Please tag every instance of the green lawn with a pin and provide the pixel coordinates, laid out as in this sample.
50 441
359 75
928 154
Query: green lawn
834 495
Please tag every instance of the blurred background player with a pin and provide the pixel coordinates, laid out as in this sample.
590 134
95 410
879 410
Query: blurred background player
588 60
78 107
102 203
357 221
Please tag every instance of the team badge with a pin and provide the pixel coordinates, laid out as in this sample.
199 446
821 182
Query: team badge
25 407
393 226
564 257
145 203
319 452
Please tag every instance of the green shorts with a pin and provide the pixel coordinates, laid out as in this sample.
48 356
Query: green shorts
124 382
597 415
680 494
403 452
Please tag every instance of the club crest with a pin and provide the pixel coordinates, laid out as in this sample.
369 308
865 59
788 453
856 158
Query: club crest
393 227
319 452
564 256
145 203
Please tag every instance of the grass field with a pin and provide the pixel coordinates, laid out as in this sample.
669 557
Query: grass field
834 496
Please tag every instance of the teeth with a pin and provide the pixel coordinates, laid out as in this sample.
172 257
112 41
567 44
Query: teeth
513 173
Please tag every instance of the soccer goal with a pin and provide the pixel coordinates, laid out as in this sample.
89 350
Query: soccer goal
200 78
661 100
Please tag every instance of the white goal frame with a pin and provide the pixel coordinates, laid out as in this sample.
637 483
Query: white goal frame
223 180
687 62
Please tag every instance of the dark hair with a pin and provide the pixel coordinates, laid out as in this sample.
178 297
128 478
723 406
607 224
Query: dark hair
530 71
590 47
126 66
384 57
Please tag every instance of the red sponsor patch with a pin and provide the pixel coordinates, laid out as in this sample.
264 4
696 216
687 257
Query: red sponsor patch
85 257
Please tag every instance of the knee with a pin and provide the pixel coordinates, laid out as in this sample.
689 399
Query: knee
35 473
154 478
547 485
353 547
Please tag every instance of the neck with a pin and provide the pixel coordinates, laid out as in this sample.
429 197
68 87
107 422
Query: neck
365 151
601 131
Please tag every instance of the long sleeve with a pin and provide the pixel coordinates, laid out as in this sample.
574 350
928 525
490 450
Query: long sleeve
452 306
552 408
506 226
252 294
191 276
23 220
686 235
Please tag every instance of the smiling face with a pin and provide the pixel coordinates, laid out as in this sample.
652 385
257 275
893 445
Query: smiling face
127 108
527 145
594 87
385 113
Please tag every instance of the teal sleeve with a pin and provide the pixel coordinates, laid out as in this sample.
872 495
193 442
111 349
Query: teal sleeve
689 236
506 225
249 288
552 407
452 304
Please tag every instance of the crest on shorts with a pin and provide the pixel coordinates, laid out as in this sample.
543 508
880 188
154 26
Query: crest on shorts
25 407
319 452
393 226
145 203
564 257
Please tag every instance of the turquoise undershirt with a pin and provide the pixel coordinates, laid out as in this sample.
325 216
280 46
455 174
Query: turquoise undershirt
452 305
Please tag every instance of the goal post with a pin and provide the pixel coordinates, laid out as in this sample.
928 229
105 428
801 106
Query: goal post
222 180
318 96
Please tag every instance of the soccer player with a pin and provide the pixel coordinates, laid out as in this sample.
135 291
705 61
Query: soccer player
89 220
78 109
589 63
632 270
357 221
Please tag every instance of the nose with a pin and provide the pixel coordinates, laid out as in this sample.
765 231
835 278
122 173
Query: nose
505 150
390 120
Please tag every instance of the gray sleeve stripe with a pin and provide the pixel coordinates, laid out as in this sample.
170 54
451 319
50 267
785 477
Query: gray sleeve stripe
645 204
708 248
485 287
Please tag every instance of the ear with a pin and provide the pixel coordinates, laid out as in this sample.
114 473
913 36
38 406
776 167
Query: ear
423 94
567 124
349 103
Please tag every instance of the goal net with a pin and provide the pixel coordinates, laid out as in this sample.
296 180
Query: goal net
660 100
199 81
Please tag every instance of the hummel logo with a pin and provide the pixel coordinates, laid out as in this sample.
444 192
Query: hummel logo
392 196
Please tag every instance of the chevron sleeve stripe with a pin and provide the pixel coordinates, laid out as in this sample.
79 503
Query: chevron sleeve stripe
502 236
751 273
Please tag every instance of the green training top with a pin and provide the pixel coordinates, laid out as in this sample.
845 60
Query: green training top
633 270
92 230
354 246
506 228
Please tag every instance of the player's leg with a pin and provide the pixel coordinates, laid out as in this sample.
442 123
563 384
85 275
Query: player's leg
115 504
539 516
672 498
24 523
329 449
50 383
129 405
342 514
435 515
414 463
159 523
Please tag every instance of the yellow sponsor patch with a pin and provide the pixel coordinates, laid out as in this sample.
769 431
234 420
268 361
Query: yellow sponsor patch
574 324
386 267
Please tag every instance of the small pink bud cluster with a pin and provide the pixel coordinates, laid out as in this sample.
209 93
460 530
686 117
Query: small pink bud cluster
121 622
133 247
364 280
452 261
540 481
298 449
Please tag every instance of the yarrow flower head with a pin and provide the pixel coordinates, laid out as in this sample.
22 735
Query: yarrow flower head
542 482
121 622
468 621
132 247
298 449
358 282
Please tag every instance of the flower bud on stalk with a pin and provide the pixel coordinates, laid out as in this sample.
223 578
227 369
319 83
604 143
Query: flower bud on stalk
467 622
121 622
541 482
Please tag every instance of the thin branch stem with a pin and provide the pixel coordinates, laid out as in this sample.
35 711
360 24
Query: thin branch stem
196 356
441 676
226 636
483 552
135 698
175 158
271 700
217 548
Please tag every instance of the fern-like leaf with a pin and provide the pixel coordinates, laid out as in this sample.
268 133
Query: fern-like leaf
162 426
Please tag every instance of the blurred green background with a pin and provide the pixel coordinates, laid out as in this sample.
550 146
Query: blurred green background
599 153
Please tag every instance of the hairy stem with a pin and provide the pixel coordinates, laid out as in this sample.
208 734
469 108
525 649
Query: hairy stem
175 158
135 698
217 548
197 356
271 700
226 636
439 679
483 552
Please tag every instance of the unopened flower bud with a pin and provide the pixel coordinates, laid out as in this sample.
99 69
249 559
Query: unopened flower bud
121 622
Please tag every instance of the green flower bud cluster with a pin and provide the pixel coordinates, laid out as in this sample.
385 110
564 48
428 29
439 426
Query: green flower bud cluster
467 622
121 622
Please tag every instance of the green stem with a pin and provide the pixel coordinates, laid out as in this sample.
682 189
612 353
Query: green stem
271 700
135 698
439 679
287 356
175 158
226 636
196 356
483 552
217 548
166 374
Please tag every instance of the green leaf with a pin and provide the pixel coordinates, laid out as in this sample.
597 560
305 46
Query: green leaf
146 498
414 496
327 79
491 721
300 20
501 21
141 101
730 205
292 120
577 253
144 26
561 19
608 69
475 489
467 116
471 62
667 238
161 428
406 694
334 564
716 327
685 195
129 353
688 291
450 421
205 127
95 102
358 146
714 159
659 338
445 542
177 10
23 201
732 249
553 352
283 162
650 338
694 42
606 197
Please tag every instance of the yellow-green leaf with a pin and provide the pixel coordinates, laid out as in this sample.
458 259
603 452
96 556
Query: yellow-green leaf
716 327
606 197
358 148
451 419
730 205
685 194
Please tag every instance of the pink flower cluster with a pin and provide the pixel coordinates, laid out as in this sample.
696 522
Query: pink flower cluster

+++

_EXERCISE INSTRUCTIONS_
One exact transcript of the whole listing is the expected answer.

_THE ANSWER_
Please tag every instance of the green lawn with a pin and provide the pixel coordinates, laid out as in this sample.
50 441
359 75
928 154
Query: green lawn
834 495
Please tag every instance of the blurred background player with a pin and provide the pixel coordinates, laid out as in this sample.
590 134
95 410
879 410
Query: blurred background player
588 60
78 107
102 203
357 221
Please tag every instance of the team badge with a pin and provide the pixel coordinates, laid out as in this sample.
199 446
821 182
Query: team badge
25 407
393 226
564 257
145 203
319 452
Please tag every instance of the green shorts with a pin and provide the pixel coordinates, laid out as in this sample.
48 356
Query: green shorts
124 382
597 415
680 494
403 452
Please tag every instance of the club crest with a pin and provide the pixel coordinates, laid out as in this sample.
369 308
865 59
788 453
856 158
Query: club crest
393 227
319 452
564 256
145 203
Please tag every instance of the grass field with a pin and provide the pixel coordinates, laid out as in this sample.
669 557
Query: grass field
834 496
Please tag every instance of the teeth with a pin and provide the pixel coordinates, laid out as in this sample.
172 257
112 41
567 44
Query: teeth
513 173
Please tag every instance of the soccer goal with a pin and provide the pixel coordinates, laid out as in this sample.
89 350
Query: soccer goal
200 78
661 100
Please tag every instance of the white goal frame with a pin and provide the pixel coordinates, laid out as in this sample.
637 483
Query: white goal frame
223 180
687 62
Please tag every instance of the dark hair with a pin and provide the pixel coordinates, laid out as in this sample.
178 297
128 478
723 406
607 224
Query: dark hair
530 71
590 47
126 66
384 57
Please tag every instance of the red sponsor patch with a pin and provide the pixel coordinates, laid out as in this sample.
264 4
696 216
687 257
Query: red sponsor patch
85 257
Please tag every instance of the knee with a pin and provide the pixel coordinates, laid out as in this sample.
689 399
Query: knee
35 473
154 478
547 485
353 547
Please tag every instance of the neck with a pin and provide the pixel coordinates, laid out as in this sample.
429 197
68 87
107 422
Query: neck
365 151
601 131
Please tag every instance of the long sleeve with a pin and provide the pixel coordinates, laid out as in this sample.
574 350
928 525
490 450
Query: long sleeve
452 306
552 408
506 226
252 294
191 276
23 220
686 235
Please tag every instance of the smiling face with a pin and provide the pixel coordinates, laid out as in this sample.
652 385
257 275
893 445
Query: smiling face
127 108
527 145
594 87
385 113
Please tag every instance of the teal sleeve with a pin and provide the pixel coordinates, laid out as in this sample.
872 495
193 442
111 349
Query: teal sleeve
689 236
506 225
249 288
552 407
452 304
Please tag every instance of the crest on shorts with a pin and provide the pixel coordinates, laid out as in this sample.
543 508
880 188
154 26
Query: crest on shorts
25 407
319 452
393 226
145 203
564 257
Please tag every instance of the turquoise undershirt with a pin and provide the pixel coordinates, laid out as in this sample.
325 216
280 46
455 174
Query: turquoise undershirt
452 305
Please tag every instance of the goal post with a pin and provide the pixel coordinates, laid out as in this sample.
928 229
105 428
801 106
Query: goal post
222 180
318 96
Please tag every instance of the soccer player with a pin and provide the pixel coordinates, laid out as in this sample.
135 291
705 61
Query: soccer player
89 220
78 109
589 63
632 270
357 221
Please tag every instance of the nose with a pin and provide the pixel coordinates, laid out as in this sample.
765 231
835 278
122 173
Query: nose
505 150
390 120
Please tag every instance of the gray sleeve stripe with a pin and provide the pixel coordinates, laid out as in this sample.
170 54
451 319
50 267
785 477
Query: gray sleeve stripe
645 204
708 248
485 287
Please tag every instance of the ear with a pin and provide the pixel coordinates, laid out as in this sample.
114 473
913 36
38 406
776 167
Query: ear
423 94
567 124
349 103
Please tag every instance of the goal net with a pin and provide the pixel coordinates, laid out as in this sample.
296 180
Query: goal net
660 100
199 81
Please tag every instance of the hummel logo with a pin and provide the pixel coordinates, laid out as in this sample.
444 192
Query: hummel logo
392 196
Please tag every instance of the chevron sleeve stripe with a pin and provide the pixel coordinates, laid out as in this sample.
79 503
Query: chevron sleeve stripe
502 236
751 273
Please tag every instance of the green training top with a pin and provide the pixel coordinates, laid out as in this sample.
845 60
Query: green training top
633 270
92 230
354 246
506 228
Please tag every instance of the player's leg with a pin and provide the pixel coordinates, laid out as in this sample.
442 123
563 384
85 275
Query: player's leg
115 504
539 516
672 498
24 523
329 449
50 383
129 405
342 514
435 515
414 463
159 523
Please tag every instance of the yellow sponsor patch with a pin and provide the pixel coordinates, laid out as in this sample.
769 431
234 420
268 361
Query: yellow sponsor patch
574 324
386 267
Please tag every instance of the small pink bud cluster with a pin and provide the pixel coordinates, laid out as in this sample.
209 93
460 530
686 117
Query: small pink bud cluster
121 622
133 247
364 280
452 261
540 481
298 449
Please tag every instance of the yarrow flower head with a pin and provide the pixel coordinates, laid out as in this sample.
22 735
Query: yarrow flower head
542 482
121 622
468 621
132 247
298 449
358 282
Please tag every instance of the flower bud on stalk with a pin and provide the pixel coordinates, laid out as in this sample.
223 578
227 369
319 83
604 143
Query: flower bud on stalk
467 622
121 622
541 482
Please tag every instance of the thin branch stem with a pin and provide the pixel coordinates, laid out as in this sample.
35 711
360 24
Query: thin branch stem
196 356
441 676
226 636
483 552
135 698
175 158
271 700
217 548
Please tag every instance of the fern-like leaf with a pin and provide the pixel coordinates, laid out as in this sample.
268 133
Query: fern-like leaf
162 426
Please tag every instance of the blurred green background with a pin and provide the pixel coordinates, laid out as in this sample.
550 146
Query: blurred green background
599 153
Please tag every instance of the hairy stem with a pin and provide the pixel coordinates, laid out as in this sample.
208 734
469 108
525 649
Query: hairy stem
175 158
135 698
217 548
197 356
271 700
226 636
439 679
483 552
Please tag every instance of the unopened flower bud with a pin and provide the pixel coordinates, laid out as in this sample.
99 69
249 559
Query: unopened flower bud
121 622
Please tag every instance of the green flower bud cluster with a pin and provide the pixel coordinates, laid out as in this sample.
385 110
564 48
428 29
439 426
Query: green flower bud cluster
467 622
121 622
Please tag every instance of the green stem with a pin and provide the pixel coordinates, laid out as in this sample.
682 189
612 353
Query: green stem
271 700
135 698
439 679
287 356
175 158
226 636
196 356
483 552
217 548
166 374
Please tag every instance of the green leaf with a pin and provide the pixel coordinates, laid out as in this sample.
597 560
305 46
Query: green leaf
146 498
414 496
327 79
491 721
300 20
501 21
141 101
730 205
292 120
577 253
144 26
561 19
608 69
475 489
467 116
471 62
667 238
161 428
406 694
334 564
716 327
685 195
129 353
688 291
450 421
205 127
95 102
358 146
714 159
659 338
445 542
177 10
23 201
732 249
553 352
283 162
650 338
694 42
606 197
Please tag every instance of the yellow-green leaf with a pin and provide the pixel coordinates, laid out as in this sample.
458 259
603 452
96 556
Query: yellow-green leaf
716 327
606 197
358 148
451 419
730 205
685 194
Please tag every instance of the pink flower cluster with a pin and provide the pixel coordinates, laid out as in this sample.
696 522
Query: pink flower cluster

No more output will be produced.